=== Brief 1 ===
In the article on the sinning woman at Simon's house, whom does tradition identify the woman with?

=== Article ===
La pécheresse chez Simon

A Feast in the House of Simon the Pharisee; Peter Paul RUBENS; c. 1618; oil on canvas; the Hermitage Museum, St Petersburg

Web Gallery of Art

 

The sinning woman ar Simon's house

Understand the scene

WHAT CAN BE SEEN I THIS PICTURE 

The supper at Simon’s house brings together Jesus and several apostles but a woman is present and surprises by her attitude. She weeps on Jesus’ feet and wipes them with her hair. On her side, a flagon can be seen; it has contained the perfume she has previously poured over the feet she is wiping.

Even if the action is rejected to the side, the gesture is rather unusual so as to attract the spectator’s eye. The woman’s name is unknown but the tradition identifies her with Mary Magdalene.

Jesus is a guest among the others; he watches and speaks with other men protesting against this incident; he intervenes to justify the young woman’s gesture

 

... AND IN OTHER IMAGES 

How to place the woman and Jesus for the action not to be incomprehensible?

In Antiquity, guests were lying at the level of the table in front of them and therefore one could tend the feet of a guest by placing oneself behind him and standing.

But since the Middle-Ages, the participants have been represented sitting behind a table; the woman who wants to perfume and wipe Jesus’ feet can only be kneeling on the side, even lying on the ground under the table; which makes the scene slightly ridiculous.

The sinning woman is always represented in tears and with her dishevelled hair, she wipes Christ’s feet.

 

 

Do not confuse with

   All these pictures represent a supper

with a varying number of guests. A few details allow the spectator to distinguish between them and avoid any confusion.

 

 The anointing of Jesus at Bethany; Julius Schnorr von CAROLSFELD;
 1851-1860 engraving from “Bibel in Bildern”.

Pitt Emory

 

The same scene, but according to Mark and Matthew. During a banquet at Simon's house,  Jesus and a woman are in the foreground but, this time, the woman is standing and pours some perfume on Jesus’ head; this is the unction at Bethany made by Mary, Lazarus’ sister, always identified with Mary Magdalene.

 

 

The Wedding at Cana; Marten de VOS; 1596-97; oil on panel; De Onze-Lieve-Vrouwekathedraal, Antwerp.

(Coordinate annotation entries)
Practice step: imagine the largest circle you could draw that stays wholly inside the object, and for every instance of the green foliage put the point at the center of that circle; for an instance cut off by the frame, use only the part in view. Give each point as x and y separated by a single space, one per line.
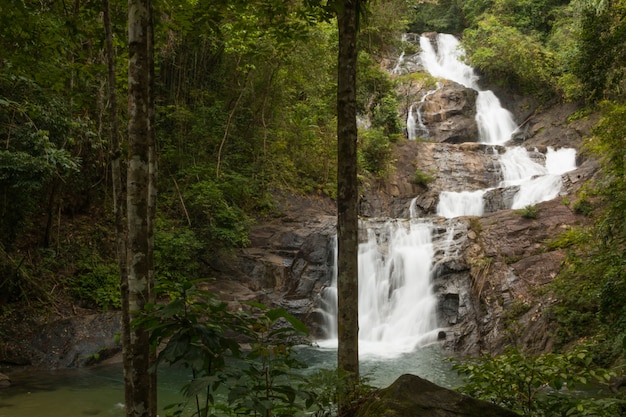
215 218
35 128
375 151
177 252
599 62
444 16
583 206
194 330
529 212
97 283
539 385
510 56
198 331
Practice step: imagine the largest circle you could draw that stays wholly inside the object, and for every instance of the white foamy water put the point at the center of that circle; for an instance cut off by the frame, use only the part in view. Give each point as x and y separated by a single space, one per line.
464 203
396 302
447 60
537 182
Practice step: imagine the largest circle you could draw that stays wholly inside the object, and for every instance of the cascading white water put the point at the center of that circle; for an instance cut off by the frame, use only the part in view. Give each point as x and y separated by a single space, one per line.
464 203
537 182
447 61
495 123
411 125
396 301
395 298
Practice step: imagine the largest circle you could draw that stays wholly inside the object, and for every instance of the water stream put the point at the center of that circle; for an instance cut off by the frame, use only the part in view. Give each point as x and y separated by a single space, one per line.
396 301
398 329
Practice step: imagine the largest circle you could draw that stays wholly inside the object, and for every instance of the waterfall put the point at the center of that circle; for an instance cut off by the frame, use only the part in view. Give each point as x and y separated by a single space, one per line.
447 61
396 301
411 125
495 123
537 182
464 203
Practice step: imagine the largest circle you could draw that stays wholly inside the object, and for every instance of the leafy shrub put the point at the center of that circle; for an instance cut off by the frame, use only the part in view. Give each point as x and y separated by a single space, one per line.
97 283
214 217
375 151
540 385
177 251
198 331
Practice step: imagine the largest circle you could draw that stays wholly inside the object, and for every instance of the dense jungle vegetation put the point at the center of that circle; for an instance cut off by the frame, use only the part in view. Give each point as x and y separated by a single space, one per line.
246 109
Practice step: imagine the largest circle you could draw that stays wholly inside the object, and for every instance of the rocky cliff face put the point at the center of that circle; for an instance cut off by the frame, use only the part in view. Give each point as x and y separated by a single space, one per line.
487 289
486 277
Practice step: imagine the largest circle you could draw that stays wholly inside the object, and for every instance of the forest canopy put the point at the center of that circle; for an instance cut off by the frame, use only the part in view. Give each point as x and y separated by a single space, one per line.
245 103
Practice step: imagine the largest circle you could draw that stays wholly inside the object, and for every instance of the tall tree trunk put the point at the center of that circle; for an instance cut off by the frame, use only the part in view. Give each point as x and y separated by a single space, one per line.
138 381
347 193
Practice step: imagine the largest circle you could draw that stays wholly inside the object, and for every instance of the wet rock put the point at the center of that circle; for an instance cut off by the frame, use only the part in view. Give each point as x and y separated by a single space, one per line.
5 381
412 396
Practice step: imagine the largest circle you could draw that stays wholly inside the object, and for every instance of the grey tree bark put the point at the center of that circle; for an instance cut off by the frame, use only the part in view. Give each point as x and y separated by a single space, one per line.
139 382
347 193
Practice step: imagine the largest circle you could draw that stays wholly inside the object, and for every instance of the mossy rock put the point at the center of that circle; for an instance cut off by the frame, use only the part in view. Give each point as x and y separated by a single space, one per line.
412 396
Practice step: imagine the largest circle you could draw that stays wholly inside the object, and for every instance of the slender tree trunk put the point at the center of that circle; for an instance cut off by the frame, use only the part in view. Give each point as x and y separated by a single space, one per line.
139 382
152 194
347 193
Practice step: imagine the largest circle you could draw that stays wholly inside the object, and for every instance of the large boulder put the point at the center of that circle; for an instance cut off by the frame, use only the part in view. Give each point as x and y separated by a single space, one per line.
412 396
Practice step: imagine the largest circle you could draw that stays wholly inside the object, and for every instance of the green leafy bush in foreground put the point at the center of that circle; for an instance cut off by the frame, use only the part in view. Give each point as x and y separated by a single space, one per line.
544 385
241 362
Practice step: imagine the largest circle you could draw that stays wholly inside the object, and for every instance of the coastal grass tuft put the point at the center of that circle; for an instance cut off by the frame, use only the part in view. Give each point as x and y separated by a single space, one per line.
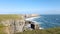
44 31
10 16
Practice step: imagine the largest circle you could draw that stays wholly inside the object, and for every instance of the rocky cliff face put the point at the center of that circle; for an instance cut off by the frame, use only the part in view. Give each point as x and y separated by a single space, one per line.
13 25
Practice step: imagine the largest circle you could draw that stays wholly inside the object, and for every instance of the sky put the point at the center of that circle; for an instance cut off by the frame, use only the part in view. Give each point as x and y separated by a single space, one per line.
29 6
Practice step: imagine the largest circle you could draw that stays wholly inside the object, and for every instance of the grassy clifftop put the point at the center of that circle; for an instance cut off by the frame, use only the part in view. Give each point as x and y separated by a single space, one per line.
10 16
45 31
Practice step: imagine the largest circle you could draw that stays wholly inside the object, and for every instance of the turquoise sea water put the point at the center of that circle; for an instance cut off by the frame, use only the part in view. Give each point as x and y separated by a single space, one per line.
48 21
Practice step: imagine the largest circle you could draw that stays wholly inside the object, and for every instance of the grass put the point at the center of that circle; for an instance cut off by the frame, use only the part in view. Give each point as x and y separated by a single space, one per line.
44 31
10 16
2 29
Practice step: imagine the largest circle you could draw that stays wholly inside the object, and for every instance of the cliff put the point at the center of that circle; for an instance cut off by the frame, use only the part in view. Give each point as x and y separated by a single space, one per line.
15 23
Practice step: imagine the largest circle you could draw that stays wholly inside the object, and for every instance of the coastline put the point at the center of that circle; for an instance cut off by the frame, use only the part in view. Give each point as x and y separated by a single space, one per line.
32 20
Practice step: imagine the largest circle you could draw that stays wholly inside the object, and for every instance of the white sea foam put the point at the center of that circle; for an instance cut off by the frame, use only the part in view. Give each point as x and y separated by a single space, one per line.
32 19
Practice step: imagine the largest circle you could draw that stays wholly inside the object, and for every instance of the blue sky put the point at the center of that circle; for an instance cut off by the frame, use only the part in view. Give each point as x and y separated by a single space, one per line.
29 6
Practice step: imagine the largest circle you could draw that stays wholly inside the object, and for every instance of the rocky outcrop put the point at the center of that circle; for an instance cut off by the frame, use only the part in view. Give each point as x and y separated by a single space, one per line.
13 26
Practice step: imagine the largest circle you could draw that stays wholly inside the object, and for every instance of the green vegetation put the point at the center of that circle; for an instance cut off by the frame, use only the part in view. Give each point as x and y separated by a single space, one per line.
10 16
2 29
44 31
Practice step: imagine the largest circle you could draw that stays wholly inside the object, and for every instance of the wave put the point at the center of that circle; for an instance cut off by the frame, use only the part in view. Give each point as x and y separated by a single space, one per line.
35 22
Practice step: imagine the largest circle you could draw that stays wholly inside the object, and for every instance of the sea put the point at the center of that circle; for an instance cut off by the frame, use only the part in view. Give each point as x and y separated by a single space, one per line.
48 21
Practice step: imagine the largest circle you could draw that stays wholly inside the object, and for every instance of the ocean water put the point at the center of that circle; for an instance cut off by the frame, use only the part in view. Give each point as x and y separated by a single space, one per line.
48 21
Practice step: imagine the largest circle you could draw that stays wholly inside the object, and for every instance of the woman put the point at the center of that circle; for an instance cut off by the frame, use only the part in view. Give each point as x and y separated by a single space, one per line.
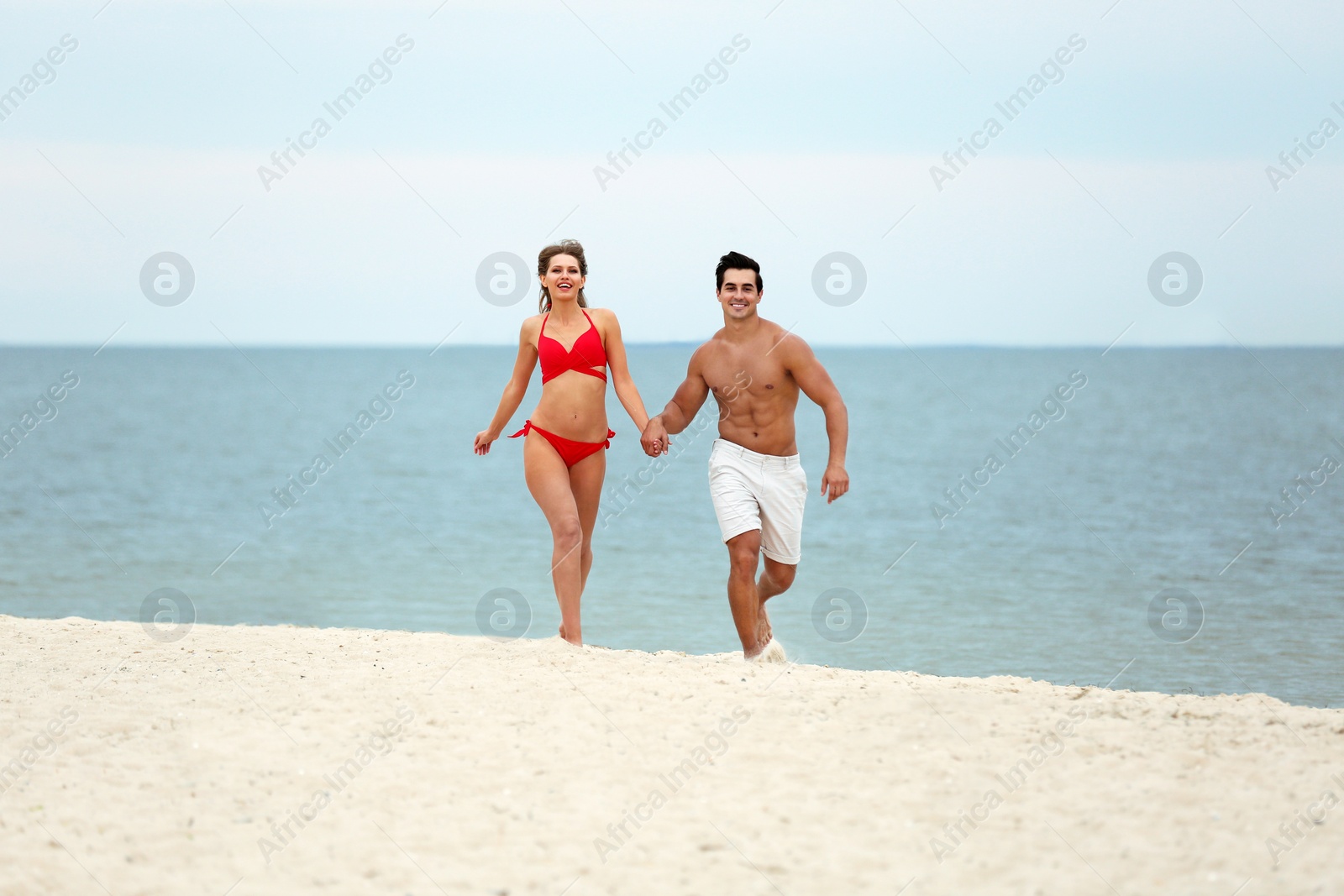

=== Brief 2 ===
Select every line of the entries that contains the string "green". Case counts.

=== Written answer 1 ===
Mary Magdalene.

=== Written answer 2 ===
Practice step: imagine the largest circle you could draw that stays wholly inside the object, and for every instance of the green foliage put the point at the center of that circle; for an instance cut off by the frame, use only the part in view. Give each point as x and y separated by a single space, one per line.
Practice step: imagine the largest circle you could draw that stays wholly inside the object, and for every instance of the green leafy bush in foreground put the point at the center of that circle; for an instance cut off by the frame, use only the part in view. Give each point as x and y separated by a single space, one per line.
Practice step: imagine the largest circle you could draw that stays wholly inside the object, and for every instance of the green vegetation put the point at the center of that circle; for an instance cut off by the frame, use only the part in view. Give each point as x and y separated by a single space, one per line.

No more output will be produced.